Segment Start: The records

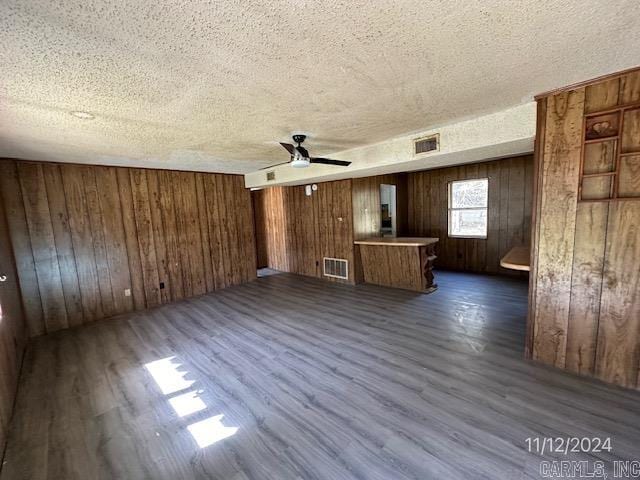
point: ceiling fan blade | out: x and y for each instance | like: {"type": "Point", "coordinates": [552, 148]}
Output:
{"type": "Point", "coordinates": [288, 147]}
{"type": "Point", "coordinates": [329, 161]}
{"type": "Point", "coordinates": [276, 165]}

Segment End: The records

What to do: From the first line to the last, give the data again exactly, but without pictures.

Solution:
point: ceiling fan blade | out: x and y for each instance | like: {"type": "Point", "coordinates": [552, 148]}
Output:
{"type": "Point", "coordinates": [288, 147]}
{"type": "Point", "coordinates": [329, 161]}
{"type": "Point", "coordinates": [276, 165]}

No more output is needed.